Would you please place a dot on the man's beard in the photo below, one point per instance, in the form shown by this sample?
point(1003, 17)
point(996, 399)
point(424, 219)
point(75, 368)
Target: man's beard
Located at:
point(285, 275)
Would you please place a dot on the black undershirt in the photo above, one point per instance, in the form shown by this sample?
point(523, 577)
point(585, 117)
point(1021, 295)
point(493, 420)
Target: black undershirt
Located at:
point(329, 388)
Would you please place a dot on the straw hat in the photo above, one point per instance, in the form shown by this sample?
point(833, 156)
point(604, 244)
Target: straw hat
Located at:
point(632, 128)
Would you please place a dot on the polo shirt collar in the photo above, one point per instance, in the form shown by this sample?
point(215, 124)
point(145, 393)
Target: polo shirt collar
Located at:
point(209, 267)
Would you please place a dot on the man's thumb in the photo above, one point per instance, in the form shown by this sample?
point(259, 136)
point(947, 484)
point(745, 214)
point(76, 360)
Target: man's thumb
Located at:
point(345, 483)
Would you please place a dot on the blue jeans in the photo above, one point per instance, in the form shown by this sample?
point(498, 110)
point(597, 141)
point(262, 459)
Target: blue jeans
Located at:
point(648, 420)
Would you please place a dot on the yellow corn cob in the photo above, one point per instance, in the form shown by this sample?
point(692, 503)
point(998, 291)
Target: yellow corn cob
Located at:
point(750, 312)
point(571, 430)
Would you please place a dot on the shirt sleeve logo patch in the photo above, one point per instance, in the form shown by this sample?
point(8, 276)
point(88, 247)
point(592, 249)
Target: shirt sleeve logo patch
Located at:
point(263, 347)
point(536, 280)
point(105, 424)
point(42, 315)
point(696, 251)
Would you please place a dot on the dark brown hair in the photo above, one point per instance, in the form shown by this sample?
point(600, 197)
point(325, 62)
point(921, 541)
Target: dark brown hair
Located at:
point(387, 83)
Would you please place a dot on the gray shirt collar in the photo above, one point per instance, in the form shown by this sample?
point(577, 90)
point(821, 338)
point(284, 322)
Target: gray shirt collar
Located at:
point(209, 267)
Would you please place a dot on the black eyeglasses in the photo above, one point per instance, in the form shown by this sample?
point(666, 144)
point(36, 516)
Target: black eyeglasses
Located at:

□ □ □ □ □

WORK TO BE COMPLETED: Copy every one of the records above verbatim, keeping each line intact and in its original order.

RESULT BELOW:
Would you please place a dot on the man's beard in the photo below, one point per instance, in the form shown by this sample?
point(1003, 17)
point(996, 399)
point(424, 219)
point(75, 368)
Target: man's beard
Located at:
point(285, 275)
Would you please place a dot on the black undershirt in the photo above, one point per instance, in the form shown by this sample?
point(523, 577)
point(585, 117)
point(1021, 295)
point(493, 420)
Target: black undershirt
Located at:
point(329, 388)
Would you please place a dot on the straw hat in the photo above, one point per instance, in the form shown by this sample?
point(833, 156)
point(604, 244)
Target: straw hat
Located at:
point(632, 128)
Would you please place a dot on the polo shirt collar in the photo above, one point per instance, in the form shown by this sample?
point(215, 124)
point(145, 393)
Target: polo shirt collar
Located at:
point(209, 267)
Would you please place a dot on the man's thumb in the photo above, one point per instance, in the form shown by this sample?
point(259, 136)
point(947, 484)
point(745, 214)
point(76, 360)
Target: man's thumb
Located at:
point(345, 483)
Would you please place a dot on the blue jeans in the photo above, one point per instance, in the form shown by this sample?
point(498, 110)
point(597, 141)
point(262, 459)
Target: blue jeans
Located at:
point(648, 420)
Would you please place a dot on the yellow corn cob in the photo above, one point per instance, in the form shown by this sample?
point(692, 503)
point(998, 291)
Target: yellow corn cob
Located at:
point(750, 312)
point(571, 430)
Would you please place a dot on the shirt sleeve logo patch in the photo above, one point per instance, in the form shown by this sample?
point(8, 276)
point(88, 247)
point(592, 249)
Target: shirt sleeve logo patch
Located at:
point(263, 347)
point(536, 280)
point(105, 424)
point(42, 315)
point(696, 251)
Would you please place a dot on the dark brown hair in the photo above, one point per instance, in the form shown by this sample?
point(600, 197)
point(325, 62)
point(921, 541)
Target: dark brown hair
Located at:
point(387, 83)
Would you please place a dot on the gray shirt collar in the photo above, one point per instance, in the form shown by this sample?
point(577, 90)
point(821, 338)
point(284, 322)
Target: gray shirt collar
Located at:
point(209, 267)
Would you please place a dot on the black eyeglasses in the photo above, one point per instance, in the form shown by this sample?
point(666, 144)
point(36, 516)
Target: black eyeglasses
Located at:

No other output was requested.